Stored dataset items

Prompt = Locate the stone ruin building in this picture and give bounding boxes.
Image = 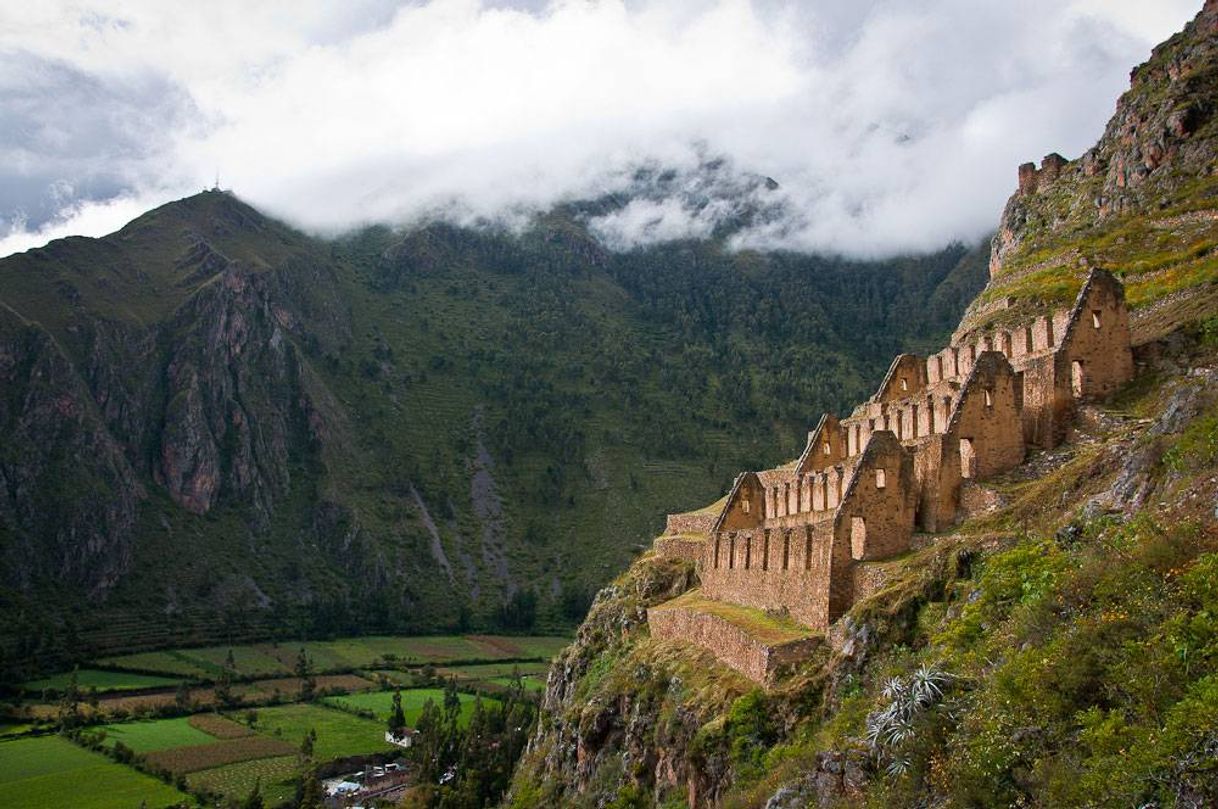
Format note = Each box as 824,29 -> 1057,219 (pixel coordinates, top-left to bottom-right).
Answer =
648,269 -> 1135,684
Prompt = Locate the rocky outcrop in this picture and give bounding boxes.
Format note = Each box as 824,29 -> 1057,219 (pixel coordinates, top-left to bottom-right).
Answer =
156,264 -> 319,522
989,0 -> 1218,279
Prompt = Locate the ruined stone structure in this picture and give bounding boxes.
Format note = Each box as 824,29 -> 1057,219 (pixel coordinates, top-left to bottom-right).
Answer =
648,269 -> 1134,683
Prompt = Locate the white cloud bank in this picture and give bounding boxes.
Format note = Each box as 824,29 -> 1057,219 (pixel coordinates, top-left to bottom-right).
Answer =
0,0 -> 1203,259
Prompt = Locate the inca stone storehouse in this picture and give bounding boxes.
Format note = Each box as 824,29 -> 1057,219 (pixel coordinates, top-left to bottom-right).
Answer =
648,265 -> 1134,684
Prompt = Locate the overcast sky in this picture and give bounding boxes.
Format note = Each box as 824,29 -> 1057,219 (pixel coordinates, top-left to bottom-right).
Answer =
0,0 -> 1202,259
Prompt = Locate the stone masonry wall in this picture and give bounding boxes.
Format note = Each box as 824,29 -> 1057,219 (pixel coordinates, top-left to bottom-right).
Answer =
700,523 -> 835,630
647,603 -> 821,684
665,511 -> 717,536
654,535 -> 706,562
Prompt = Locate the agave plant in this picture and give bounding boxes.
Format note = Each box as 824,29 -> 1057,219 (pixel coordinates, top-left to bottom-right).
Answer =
864,664 -> 953,775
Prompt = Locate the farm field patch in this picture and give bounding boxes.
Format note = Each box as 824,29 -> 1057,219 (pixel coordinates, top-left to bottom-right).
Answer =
99,716 -> 215,753
488,674 -> 545,692
188,714 -> 254,739
253,703 -> 393,760
22,669 -> 182,694
144,735 -> 296,773
93,633 -> 565,677
93,651 -> 213,678
323,688 -> 496,728
88,635 -> 569,679
187,755 -> 298,805
0,735 -> 189,809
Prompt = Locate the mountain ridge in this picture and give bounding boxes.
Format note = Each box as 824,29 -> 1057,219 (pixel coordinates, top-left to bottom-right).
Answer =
0,186 -> 989,677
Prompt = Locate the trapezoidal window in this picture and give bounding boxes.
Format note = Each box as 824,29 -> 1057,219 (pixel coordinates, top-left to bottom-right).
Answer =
741,498 -> 750,515
1092,310 -> 1102,329
900,377 -> 909,391
875,468 -> 887,489
851,517 -> 867,560
823,441 -> 831,456
984,389 -> 994,408
960,438 -> 976,479
1072,360 -> 1086,398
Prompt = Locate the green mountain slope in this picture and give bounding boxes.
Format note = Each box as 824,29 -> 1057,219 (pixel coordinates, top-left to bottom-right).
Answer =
0,190 -> 988,676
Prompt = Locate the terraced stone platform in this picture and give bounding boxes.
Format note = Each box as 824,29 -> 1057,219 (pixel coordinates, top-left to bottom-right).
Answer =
647,591 -> 820,685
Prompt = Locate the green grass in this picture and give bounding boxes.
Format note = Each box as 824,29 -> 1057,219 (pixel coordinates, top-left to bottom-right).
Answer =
97,717 -> 217,753
322,688 -> 497,728
652,590 -> 817,646
251,703 -> 393,760
22,669 -> 182,694
187,755 -> 298,805
0,735 -> 190,809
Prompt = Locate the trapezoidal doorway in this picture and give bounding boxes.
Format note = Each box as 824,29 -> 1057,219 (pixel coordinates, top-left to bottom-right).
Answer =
960,437 -> 976,479
1072,360 -> 1086,398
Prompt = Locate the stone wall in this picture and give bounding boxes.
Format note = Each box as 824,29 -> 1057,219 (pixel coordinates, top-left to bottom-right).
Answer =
1060,270 -> 1135,400
654,535 -> 707,562
647,602 -> 821,685
945,351 -> 1026,480
664,511 -> 717,536
836,431 -> 916,562
700,523 -> 835,630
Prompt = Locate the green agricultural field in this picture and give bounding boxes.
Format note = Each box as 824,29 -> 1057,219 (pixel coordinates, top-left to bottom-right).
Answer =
323,688 -> 497,728
488,675 -> 546,692
183,645 -> 290,678
0,735 -> 190,809
302,634 -> 569,668
252,703 -> 393,760
188,755 -> 298,805
92,634 -> 571,679
22,669 -> 182,695
93,650 -> 213,678
98,716 -> 215,753
438,661 -> 551,679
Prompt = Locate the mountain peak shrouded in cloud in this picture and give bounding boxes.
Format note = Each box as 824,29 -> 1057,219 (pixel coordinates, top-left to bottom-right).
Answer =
0,0 -> 1202,259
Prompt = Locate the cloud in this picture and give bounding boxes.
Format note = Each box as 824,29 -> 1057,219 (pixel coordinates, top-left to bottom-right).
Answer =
0,0 -> 1203,259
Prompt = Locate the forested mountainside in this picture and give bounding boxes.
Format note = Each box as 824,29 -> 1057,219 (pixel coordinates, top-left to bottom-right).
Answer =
0,184 -> 987,676
510,4 -> 1218,808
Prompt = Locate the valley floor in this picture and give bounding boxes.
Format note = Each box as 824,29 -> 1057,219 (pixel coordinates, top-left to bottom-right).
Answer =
0,633 -> 564,808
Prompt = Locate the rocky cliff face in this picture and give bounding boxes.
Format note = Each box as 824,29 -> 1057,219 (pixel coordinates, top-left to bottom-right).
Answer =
963,0 -> 1218,343
990,0 -> 1218,279
0,311 -> 142,597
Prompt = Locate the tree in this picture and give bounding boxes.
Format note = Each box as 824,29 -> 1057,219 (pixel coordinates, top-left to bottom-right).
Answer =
389,687 -> 407,736
56,667 -> 82,730
225,648 -> 237,672
298,727 -> 316,762
214,665 -> 236,708
297,765 -> 324,809
295,648 -> 316,702
174,682 -> 193,711
240,777 -> 265,809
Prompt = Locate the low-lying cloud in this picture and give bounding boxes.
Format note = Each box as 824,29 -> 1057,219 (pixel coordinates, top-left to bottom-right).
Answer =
0,0 -> 1202,259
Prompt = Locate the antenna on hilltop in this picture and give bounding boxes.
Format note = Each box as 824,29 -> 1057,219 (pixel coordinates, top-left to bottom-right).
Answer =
213,171 -> 221,192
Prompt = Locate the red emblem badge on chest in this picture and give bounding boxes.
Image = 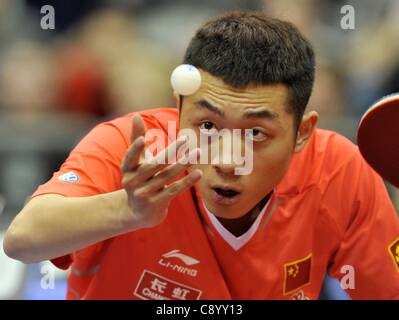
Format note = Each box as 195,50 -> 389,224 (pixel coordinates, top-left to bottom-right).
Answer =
283,254 -> 312,295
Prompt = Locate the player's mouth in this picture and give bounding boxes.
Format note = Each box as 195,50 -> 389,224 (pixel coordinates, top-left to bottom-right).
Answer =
210,186 -> 242,206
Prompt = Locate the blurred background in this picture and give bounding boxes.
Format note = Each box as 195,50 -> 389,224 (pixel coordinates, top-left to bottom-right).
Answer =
0,0 -> 398,300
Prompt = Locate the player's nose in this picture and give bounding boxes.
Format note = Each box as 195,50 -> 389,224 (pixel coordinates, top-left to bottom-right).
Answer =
212,162 -> 238,176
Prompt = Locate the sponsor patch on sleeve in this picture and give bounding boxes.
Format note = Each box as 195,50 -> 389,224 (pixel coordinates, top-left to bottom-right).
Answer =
58,171 -> 80,183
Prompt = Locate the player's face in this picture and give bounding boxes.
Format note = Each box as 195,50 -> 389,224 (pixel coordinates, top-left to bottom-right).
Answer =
178,71 -> 311,219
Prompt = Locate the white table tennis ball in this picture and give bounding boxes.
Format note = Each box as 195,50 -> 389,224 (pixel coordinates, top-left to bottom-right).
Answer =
170,64 -> 202,96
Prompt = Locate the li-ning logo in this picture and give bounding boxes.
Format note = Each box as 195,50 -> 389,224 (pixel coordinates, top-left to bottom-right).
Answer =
158,250 -> 199,277
162,250 -> 199,266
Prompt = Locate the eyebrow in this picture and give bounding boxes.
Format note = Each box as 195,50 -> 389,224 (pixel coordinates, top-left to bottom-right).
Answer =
194,99 -> 279,122
194,99 -> 225,117
243,108 -> 279,121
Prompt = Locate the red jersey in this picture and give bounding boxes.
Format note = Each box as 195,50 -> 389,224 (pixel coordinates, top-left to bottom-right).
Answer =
31,108 -> 399,299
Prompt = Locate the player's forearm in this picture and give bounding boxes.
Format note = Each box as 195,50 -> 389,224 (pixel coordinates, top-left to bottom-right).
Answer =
3,190 -> 139,264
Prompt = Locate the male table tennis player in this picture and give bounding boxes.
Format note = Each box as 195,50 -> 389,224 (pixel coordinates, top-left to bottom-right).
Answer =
4,12 -> 399,300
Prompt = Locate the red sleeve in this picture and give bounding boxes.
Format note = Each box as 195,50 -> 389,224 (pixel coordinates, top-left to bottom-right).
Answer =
28,108 -> 175,270
327,149 -> 399,299
30,120 -> 130,269
31,121 -> 129,199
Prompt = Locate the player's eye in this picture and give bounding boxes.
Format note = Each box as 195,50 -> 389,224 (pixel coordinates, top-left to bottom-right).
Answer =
199,121 -> 218,135
245,128 -> 268,142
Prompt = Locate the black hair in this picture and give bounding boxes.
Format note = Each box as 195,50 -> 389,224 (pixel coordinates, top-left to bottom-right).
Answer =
183,11 -> 315,129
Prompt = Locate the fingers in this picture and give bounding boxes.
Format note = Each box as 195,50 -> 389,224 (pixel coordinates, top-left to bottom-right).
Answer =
137,148 -> 201,193
153,169 -> 203,204
122,114 -> 146,172
146,135 -> 188,165
131,114 -> 146,144
123,147 -> 201,191
122,135 -> 188,179
121,136 -> 145,172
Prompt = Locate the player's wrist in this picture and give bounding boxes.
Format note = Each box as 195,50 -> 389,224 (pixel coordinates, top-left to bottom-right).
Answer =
113,189 -> 149,233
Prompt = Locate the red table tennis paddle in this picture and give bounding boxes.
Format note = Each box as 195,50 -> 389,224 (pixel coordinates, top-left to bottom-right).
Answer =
357,93 -> 399,187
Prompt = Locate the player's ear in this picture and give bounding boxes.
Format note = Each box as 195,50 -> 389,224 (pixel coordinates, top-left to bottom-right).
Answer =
294,111 -> 319,153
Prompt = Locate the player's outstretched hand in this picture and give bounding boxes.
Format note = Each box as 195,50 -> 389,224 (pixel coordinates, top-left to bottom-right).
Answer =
121,115 -> 202,229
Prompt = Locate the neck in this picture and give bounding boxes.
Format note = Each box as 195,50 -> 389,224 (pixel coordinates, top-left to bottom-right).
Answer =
216,192 -> 272,237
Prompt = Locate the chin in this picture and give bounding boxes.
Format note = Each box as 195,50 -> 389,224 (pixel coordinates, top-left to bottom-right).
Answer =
202,198 -> 248,219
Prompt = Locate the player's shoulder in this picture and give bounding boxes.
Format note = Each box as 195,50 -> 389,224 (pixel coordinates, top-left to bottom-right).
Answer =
103,107 -> 178,135
111,107 -> 178,125
312,128 -> 358,162
73,107 -> 178,154
277,128 -> 361,195
307,128 -> 362,181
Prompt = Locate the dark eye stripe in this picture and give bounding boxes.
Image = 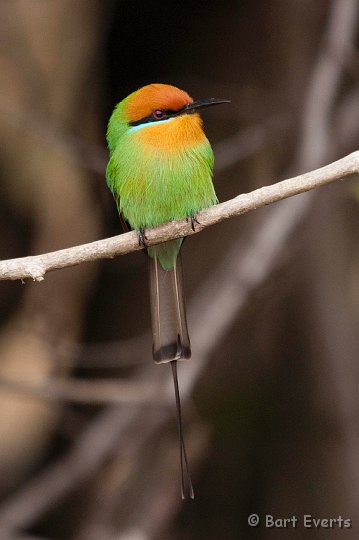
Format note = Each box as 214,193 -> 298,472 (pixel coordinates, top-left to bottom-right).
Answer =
129,106 -> 188,127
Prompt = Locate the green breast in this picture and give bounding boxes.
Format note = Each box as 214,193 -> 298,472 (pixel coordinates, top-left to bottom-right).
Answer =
106,135 -> 217,269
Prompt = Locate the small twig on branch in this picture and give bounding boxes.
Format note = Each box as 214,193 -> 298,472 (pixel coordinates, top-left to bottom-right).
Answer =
0,151 -> 358,283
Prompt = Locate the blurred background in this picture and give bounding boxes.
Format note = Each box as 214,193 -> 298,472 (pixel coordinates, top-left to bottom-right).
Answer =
0,0 -> 359,539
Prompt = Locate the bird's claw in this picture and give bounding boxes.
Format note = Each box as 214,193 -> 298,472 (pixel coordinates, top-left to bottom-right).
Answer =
188,215 -> 200,232
138,228 -> 148,247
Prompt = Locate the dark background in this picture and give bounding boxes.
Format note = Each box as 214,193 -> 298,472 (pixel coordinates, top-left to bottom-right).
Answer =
0,1 -> 358,539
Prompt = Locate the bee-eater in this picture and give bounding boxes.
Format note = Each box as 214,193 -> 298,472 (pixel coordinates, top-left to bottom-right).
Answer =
106,83 -> 229,498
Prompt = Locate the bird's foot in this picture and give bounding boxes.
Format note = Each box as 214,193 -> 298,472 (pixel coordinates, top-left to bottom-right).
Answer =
138,227 -> 148,247
187,214 -> 200,232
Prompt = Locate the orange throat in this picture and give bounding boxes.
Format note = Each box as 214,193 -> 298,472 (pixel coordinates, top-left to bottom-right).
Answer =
133,113 -> 207,153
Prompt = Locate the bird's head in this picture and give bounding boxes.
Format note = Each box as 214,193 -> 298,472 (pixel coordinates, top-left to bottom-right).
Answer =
107,83 -> 229,153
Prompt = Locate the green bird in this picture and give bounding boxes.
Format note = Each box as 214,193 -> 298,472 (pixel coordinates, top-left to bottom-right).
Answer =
106,83 -> 229,498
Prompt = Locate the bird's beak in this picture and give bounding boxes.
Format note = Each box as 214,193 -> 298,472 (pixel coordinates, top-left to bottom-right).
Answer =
184,98 -> 230,112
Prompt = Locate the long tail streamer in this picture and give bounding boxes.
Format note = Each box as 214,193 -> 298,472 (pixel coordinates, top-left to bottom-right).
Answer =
171,360 -> 194,499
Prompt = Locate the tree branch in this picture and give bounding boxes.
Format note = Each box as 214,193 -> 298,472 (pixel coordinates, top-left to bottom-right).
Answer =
0,377 -> 167,405
0,151 -> 358,282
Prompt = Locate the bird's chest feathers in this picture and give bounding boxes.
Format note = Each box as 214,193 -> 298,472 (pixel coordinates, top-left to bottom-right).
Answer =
132,114 -> 207,152
114,116 -> 215,228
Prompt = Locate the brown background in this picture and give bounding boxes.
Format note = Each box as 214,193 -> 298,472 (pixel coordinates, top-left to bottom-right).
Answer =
0,1 -> 358,539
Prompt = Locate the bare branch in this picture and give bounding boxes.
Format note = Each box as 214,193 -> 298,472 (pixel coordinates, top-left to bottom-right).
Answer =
0,151 -> 358,282
0,405 -> 144,530
214,113 -> 290,171
0,377 -> 167,405
0,533 -> 54,540
297,0 -> 359,168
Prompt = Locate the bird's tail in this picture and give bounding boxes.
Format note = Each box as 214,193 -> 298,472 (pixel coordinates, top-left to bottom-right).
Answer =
149,250 -> 194,498
149,252 -> 191,363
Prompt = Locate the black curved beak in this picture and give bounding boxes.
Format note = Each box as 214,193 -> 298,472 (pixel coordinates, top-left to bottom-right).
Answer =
184,98 -> 230,112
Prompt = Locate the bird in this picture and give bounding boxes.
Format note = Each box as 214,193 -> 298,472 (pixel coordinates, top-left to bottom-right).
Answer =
106,83 -> 229,498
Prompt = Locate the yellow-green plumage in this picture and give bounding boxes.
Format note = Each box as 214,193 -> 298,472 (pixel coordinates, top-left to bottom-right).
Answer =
106,83 -> 219,359
106,101 -> 217,269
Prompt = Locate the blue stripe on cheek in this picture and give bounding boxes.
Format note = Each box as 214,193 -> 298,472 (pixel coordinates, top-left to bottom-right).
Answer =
129,116 -> 175,132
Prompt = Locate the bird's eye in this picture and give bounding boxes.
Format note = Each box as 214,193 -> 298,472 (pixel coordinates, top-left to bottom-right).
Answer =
153,109 -> 165,120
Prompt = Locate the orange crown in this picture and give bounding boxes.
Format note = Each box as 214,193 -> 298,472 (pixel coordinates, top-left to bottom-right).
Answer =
124,84 -> 193,122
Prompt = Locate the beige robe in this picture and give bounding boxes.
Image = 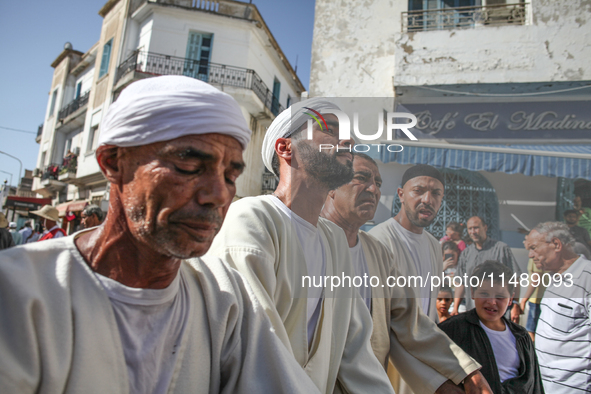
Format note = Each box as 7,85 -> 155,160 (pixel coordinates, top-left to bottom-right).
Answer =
358,231 -> 480,394
0,236 -> 321,394
369,218 -> 452,394
208,196 -> 394,394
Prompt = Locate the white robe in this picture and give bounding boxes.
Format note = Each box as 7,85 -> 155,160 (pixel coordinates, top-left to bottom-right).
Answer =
208,196 -> 394,394
0,236 -> 321,394
369,218 -> 443,321
369,219 -> 448,394
358,231 -> 480,394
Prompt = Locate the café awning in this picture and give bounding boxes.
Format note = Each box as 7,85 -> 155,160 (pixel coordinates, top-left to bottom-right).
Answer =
375,142 -> 591,180
56,200 -> 89,217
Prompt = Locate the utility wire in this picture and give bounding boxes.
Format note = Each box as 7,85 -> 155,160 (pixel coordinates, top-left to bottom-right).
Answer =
0,125 -> 37,135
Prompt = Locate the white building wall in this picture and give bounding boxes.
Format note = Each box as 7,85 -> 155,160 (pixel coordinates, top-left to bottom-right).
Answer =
76,66 -> 95,96
394,1 -> 591,86
310,0 -> 591,96
310,0 -> 401,97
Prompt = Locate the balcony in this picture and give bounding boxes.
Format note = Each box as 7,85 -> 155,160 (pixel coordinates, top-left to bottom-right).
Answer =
115,51 -> 283,115
57,152 -> 80,185
58,91 -> 90,121
261,171 -> 278,194
402,3 -> 528,32
32,164 -> 66,197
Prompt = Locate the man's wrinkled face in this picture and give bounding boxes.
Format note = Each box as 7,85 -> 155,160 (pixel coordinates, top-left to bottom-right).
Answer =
119,134 -> 244,259
81,212 -> 100,229
399,176 -> 444,228
333,156 -> 382,225
527,230 -> 560,272
294,114 -> 354,190
467,217 -> 488,244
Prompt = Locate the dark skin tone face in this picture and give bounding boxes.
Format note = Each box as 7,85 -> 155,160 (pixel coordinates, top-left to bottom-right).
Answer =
81,212 -> 101,229
395,176 -> 444,234
75,134 -> 244,289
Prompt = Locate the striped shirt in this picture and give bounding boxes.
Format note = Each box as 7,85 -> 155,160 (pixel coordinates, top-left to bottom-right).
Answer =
535,256 -> 591,393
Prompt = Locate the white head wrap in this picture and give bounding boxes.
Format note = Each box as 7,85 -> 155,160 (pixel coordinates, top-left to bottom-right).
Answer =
261,98 -> 340,175
98,75 -> 250,149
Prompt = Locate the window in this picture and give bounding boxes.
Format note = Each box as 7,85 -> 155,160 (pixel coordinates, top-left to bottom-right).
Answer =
271,78 -> 281,116
184,32 -> 213,81
49,89 -> 58,117
99,39 -> 113,78
286,94 -> 291,109
87,125 -> 100,153
75,82 -> 82,99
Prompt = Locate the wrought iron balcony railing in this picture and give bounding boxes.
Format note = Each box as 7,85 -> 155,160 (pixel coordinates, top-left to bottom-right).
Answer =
116,51 -> 284,115
261,171 -> 278,193
58,91 -> 90,120
402,2 -> 528,32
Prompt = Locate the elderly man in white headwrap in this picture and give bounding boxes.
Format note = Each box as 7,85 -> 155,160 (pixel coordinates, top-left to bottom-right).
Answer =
0,76 -> 321,394
208,99 -> 395,393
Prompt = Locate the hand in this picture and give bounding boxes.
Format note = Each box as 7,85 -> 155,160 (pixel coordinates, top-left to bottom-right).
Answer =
463,370 -> 493,394
443,257 -> 456,271
435,380 -> 464,394
511,303 -> 522,323
519,299 -> 527,312
450,307 -> 459,316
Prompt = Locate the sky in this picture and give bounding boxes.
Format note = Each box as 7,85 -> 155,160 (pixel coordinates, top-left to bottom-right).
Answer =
0,0 -> 315,187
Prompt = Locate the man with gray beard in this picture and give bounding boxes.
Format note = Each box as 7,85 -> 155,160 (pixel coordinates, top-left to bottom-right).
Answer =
208,99 -> 396,393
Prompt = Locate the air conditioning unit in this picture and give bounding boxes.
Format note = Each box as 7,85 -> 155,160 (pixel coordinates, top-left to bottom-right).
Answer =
33,168 -> 41,177
73,147 -> 80,156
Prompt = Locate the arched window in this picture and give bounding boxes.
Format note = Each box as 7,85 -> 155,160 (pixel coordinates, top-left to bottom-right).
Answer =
392,168 -> 501,240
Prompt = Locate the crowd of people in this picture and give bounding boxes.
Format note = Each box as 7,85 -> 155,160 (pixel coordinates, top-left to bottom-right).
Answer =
0,76 -> 588,394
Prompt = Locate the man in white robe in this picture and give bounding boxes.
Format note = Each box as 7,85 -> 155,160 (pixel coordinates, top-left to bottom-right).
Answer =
208,99 -> 395,393
0,76 -> 320,394
321,153 -> 493,394
369,163 -> 493,394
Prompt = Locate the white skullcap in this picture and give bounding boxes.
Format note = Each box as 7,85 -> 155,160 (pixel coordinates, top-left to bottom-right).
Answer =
98,76 -> 251,149
261,98 -> 340,175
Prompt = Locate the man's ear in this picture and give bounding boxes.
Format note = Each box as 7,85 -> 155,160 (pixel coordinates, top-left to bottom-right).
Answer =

### [ACTIVITY]
Please say how many lines in the records above contain the word "balcony", and give only that number.

### [EXERCISE RESPONSE]
2